→ **Text block**:
□ □ □ □ □

Podcast

A predictive model that forecasts Oscar winners in advance? Inconceivable!

Callahan’s senior business analyst used his spare time once again (football season is over) to construct an algorithm to predict which movies have the highest chance of winning “Best Picture” at the 2019 Oscars. To do this, James used a predictive model that looked for trends and key indicators that in the end, created a formula he says is 86 percent accurate.

These same principles can be applied with a business’ data to create a predictive model that forecasts future results and trends by using a combination of traditional sales data merged with a creative combination of other additional data sets. In this episode, James and Eric explain the correlation between their Oscars model and how that same approach could uncover aha when applied to business and marketing challenges.

Listen here (Subscribe on iTunesStitcherGoogle PlayGoogle PodcastsPocket Casts or your favorite podcast service. You can also ask Alexa or Siri to “play the Uncovering Aha! podcast.”):

Welcome to Callahan’s Uncovering Aha! podcast. We talk about a range of topics for marketing decision-makers, with a special focus on how to uncover insights in data to drive brand strategy and inspire creativity. Featuring James Meyerhoffer-Kubalik and Eric Melin.

□ □ □ □ □

→ **Listed entries**:
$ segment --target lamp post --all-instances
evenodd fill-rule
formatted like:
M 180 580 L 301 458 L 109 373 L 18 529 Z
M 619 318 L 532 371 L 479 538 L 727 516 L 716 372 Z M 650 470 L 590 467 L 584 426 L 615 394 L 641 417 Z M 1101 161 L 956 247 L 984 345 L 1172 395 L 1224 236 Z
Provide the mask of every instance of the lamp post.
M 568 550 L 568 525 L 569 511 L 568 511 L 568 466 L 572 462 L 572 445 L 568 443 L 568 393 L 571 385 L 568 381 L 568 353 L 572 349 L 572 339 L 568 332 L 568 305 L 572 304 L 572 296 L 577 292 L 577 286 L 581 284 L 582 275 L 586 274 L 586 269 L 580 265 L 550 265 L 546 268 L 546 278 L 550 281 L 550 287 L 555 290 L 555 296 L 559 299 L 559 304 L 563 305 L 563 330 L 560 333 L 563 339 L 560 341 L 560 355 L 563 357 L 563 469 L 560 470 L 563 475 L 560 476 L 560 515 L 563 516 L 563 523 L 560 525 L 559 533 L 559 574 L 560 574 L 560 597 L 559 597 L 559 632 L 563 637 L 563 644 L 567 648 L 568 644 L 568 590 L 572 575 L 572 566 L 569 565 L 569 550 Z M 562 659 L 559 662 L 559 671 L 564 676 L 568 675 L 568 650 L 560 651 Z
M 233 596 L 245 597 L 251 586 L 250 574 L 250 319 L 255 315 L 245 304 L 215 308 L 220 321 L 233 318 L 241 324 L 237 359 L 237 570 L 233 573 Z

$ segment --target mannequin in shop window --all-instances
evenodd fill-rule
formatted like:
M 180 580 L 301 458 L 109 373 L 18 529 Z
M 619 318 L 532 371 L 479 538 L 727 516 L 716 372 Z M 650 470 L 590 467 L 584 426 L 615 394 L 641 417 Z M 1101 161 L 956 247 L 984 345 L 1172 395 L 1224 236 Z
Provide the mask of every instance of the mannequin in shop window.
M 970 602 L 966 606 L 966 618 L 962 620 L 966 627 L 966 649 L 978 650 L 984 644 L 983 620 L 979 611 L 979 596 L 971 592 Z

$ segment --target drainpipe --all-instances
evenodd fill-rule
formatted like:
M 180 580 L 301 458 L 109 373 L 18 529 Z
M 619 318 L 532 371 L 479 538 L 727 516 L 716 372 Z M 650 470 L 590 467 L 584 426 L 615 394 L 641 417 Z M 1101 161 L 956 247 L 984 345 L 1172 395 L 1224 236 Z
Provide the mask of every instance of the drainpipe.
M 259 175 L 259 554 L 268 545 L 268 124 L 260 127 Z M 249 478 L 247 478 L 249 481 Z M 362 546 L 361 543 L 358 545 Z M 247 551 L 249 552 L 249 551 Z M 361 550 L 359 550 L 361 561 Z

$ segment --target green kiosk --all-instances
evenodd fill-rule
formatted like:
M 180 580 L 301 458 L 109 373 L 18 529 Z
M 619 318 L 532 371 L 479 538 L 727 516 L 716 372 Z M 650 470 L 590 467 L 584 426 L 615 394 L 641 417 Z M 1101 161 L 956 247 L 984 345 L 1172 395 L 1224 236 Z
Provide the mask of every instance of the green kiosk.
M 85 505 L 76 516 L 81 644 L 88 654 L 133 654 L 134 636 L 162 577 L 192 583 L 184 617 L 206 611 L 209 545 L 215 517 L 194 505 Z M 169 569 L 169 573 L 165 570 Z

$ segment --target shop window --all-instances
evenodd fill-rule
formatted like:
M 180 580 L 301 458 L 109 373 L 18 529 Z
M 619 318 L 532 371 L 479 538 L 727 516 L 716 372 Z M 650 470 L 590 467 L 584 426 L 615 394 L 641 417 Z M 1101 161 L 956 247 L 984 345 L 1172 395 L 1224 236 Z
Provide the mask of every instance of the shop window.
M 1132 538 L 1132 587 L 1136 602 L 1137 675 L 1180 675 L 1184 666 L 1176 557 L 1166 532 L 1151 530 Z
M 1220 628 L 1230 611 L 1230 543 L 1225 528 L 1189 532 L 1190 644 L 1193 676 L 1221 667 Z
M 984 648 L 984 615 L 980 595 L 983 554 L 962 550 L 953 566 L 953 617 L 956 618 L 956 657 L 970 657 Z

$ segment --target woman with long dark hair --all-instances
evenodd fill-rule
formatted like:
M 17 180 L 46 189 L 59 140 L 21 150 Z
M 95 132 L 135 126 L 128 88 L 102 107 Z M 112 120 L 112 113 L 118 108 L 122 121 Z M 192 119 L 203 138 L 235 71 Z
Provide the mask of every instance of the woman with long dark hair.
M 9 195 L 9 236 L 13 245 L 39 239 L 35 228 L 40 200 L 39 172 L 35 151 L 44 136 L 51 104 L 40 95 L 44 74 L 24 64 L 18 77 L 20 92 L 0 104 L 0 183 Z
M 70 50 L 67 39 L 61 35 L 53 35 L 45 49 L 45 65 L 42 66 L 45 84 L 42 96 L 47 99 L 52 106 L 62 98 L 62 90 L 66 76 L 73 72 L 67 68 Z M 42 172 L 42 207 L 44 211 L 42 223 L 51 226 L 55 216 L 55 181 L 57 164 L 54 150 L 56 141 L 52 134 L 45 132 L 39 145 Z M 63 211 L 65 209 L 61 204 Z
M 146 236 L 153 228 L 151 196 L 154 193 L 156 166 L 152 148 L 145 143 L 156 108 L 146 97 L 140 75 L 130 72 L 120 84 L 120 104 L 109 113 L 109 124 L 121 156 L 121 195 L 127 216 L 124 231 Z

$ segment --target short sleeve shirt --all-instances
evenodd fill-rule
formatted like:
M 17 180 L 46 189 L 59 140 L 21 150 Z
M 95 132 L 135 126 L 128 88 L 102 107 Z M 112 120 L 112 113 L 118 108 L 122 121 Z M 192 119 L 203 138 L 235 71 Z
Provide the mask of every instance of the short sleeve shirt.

□ □ □ □ □

→ **Problems to work on**:
- A) According to the podcast page, which award was the algorithm built to predict?
- B) Say whether each statement agrees with the podcast page, giving yes or no and quoting the words from the page that decide it: (i) The senior business analyst built the algorithm during football season. (ii) The podcast features James Meyerhoffer-Kubalik and Eric Melin. (iii) The podcast covers topics for marketing decision-makers.

→ **Results of the exercise**:
- A) “Best Picture” at the 2019 Oscars.

- B)
(i) No: “(football season is over)”
(ii) Yes: “Featuring James Meyerhoffer-Kubalik and Eric Melin.”
(iii) Yes: “We talk about a range of topics for marketing decision-makers”